Animalista (“in verità, gli uomini sono i diavoli sulla terra e gli animali le anime torturate”), anatomista della fugacità (“Ciò che è stato, non è più; tutto ciò che è, un attimo dopo è già stato”), cronista della compassione (“Ciascuno porta in se stesso gli errori dell’umanità intera, anche quelli per cui ora ci indigniamo”: concetto che ha assonanze concrete con il refrain che sibila in tutti i romanzi di Fëdor Dostoevskij, così ne I demoni, per dire, “peccando, ogni uomo pecca contro tutti gli altri e ogni uomo è in qualche modo colpevole dei peccati altrui”) Schopenhauer ha scoperto la via di fuga dal nulla. Il mondo è quello che è, ring di soprusi e di bestialità, l’inquietudine ci tortura, eppure, “il nostro vero essere è indistruttibile”, “ciascuno porta in sé il centro immobile dell’infinito”. Non esiste un regno oltre questo, non esiste Dio, ogni cosa nasce per morire, ma la nostra essenza è immortale. “L’è ci appartiene solo per un attimo, l’attimo dopo abitiamo il fu. Ogni sera, siamo più poveri di un giorno. Ci sarebbe da impazzire, non fosse che nei recessi del nostro essere abbiamo la percezione di possedere l’essenza dell’eternità, quella forza grazie alla quale si rinnova continuamente la vita”. Eccola, la perla che ci consegna Schopenhauer: l’individuo che guardiamo ogni giorno allo specchio non è che una forma transitoria, parziale, coagulata su questa Terra, regno di virus e di malattie. Qual è la nostra vera forma? Perché nel tramonto, nella luna o nella congiura delle nubi intuiamo qualcosa che ci sorpassa, fino alla commozione? Di quale eternità siamo il calco?

=====

● CONSEGNA DELL'ESERCIZIO: Puoi proseguire il testo su Schopenhauer oltre la sua ultima frase? Le voci che seguono non hanno alcun ruolo in questo lavoro.

Voci di origine:
=====

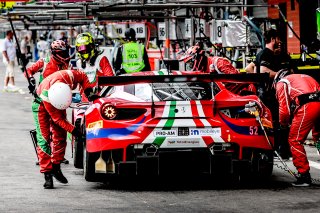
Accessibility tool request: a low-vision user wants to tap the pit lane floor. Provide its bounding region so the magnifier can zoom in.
[0,64,320,213]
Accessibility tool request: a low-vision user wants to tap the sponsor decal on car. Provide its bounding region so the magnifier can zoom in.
[190,128,221,136]
[161,138,201,148]
[153,129,177,137]
[88,120,103,129]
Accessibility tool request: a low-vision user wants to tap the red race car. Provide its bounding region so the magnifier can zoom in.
[73,71,273,181]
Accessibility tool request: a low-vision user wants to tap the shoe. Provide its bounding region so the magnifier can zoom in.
[43,172,53,189]
[315,140,320,155]
[52,164,68,184]
[305,140,315,146]
[292,172,312,187]
[61,158,69,164]
[7,84,20,92]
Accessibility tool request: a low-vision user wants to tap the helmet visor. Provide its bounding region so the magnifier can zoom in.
[77,45,91,55]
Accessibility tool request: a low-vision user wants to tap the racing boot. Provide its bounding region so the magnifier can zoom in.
[292,172,312,187]
[61,158,69,164]
[43,172,53,189]
[315,140,320,155]
[52,164,68,184]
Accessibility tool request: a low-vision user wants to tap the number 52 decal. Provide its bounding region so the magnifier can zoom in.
[249,126,258,135]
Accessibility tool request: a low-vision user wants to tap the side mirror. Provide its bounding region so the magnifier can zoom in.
[72,93,81,103]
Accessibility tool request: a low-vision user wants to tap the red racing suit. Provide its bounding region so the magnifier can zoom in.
[27,56,68,83]
[77,53,114,102]
[276,74,320,174]
[32,70,92,173]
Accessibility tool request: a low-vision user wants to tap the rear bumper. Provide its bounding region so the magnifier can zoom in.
[116,150,273,176]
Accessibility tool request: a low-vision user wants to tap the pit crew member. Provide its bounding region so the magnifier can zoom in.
[273,69,320,186]
[26,40,70,164]
[32,70,95,189]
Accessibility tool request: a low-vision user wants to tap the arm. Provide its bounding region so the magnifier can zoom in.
[27,58,44,78]
[260,65,277,78]
[276,82,290,126]
[99,56,114,76]
[244,62,256,73]
[2,50,10,63]
[143,48,151,71]
[113,46,123,74]
[72,70,94,90]
[43,101,75,133]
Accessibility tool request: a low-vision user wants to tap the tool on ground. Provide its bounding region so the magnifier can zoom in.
[29,129,39,165]
[245,102,298,178]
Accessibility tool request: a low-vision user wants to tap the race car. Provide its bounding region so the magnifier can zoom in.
[73,71,274,181]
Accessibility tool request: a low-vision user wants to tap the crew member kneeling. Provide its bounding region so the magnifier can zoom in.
[273,70,320,186]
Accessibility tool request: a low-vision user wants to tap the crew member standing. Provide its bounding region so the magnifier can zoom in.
[32,70,94,189]
[27,40,70,164]
[273,69,320,186]
[113,28,151,75]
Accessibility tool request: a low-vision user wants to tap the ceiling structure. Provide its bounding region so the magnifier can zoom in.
[0,0,268,30]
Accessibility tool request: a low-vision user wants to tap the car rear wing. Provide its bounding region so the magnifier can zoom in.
[98,73,270,86]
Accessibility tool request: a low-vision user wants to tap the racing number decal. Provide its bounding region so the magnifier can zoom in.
[128,53,138,59]
[249,126,258,135]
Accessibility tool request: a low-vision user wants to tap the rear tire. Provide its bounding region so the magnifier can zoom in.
[73,119,84,169]
[83,141,99,182]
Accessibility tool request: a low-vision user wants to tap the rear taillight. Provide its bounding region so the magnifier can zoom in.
[101,104,118,120]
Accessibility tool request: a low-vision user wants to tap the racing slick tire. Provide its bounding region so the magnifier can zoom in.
[83,143,99,182]
[240,151,274,182]
[73,119,83,169]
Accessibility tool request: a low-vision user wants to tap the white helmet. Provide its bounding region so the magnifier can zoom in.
[48,82,72,110]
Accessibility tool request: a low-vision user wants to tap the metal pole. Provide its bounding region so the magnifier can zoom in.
[8,17,38,98]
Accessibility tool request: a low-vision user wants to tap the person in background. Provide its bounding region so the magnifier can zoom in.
[59,31,69,44]
[75,33,114,102]
[273,69,320,186]
[254,29,281,78]
[113,28,151,75]
[20,36,29,67]
[37,35,49,59]
[32,69,95,189]
[1,30,19,92]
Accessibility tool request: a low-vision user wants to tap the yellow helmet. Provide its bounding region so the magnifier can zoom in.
[76,33,95,60]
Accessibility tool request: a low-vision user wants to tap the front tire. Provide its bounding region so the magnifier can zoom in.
[73,119,84,169]
[83,143,99,182]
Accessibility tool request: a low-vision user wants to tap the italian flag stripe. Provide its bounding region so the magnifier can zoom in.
[190,100,204,128]
[153,101,176,147]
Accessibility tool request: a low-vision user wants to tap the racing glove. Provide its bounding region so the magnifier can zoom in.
[71,127,82,138]
[84,88,100,102]
[28,76,36,94]
[315,139,320,155]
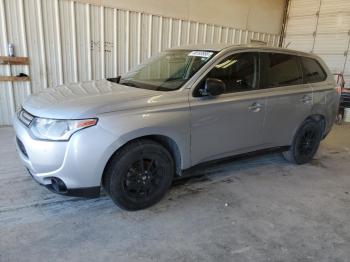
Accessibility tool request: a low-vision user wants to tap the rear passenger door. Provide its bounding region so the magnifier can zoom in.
[190,52,265,165]
[261,53,313,146]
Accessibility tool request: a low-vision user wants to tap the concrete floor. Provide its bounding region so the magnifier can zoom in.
[0,125,350,262]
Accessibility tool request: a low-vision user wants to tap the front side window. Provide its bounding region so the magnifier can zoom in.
[265,53,303,88]
[119,50,215,91]
[301,57,327,83]
[200,53,259,93]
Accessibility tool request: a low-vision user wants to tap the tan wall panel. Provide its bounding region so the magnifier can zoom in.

=====

● RISULTATO DELL'ESERCIZIO:
L’eminenza di Schopenhauer, ad ogni modo, è sostanzialmente linguistica. La visionaria vivacità delle metafore, la laconica rapacità delle conclusioni, mai paghe, sempre estreme (“Guardare l’immensità delle stelle, che fiammeggiano illuminando mondi dove domina la sofferenza o la noia, porta allo sgomento, alla follia. Se l’atto del generare non fosse un bisogno, accompagnato dal godimento, ma fosse un semplice gesto razionale: come potrebbe esistere il genere umano?”), ci squarciano. Come se qualcuno gettasse la nostra testa nel cosmo, e noi, nati, morti e rinati miliardi di volte, contemplassimo la vita con animo sicuro e scuro. Certi del nulla; con la certezza che siamo indistruttibili.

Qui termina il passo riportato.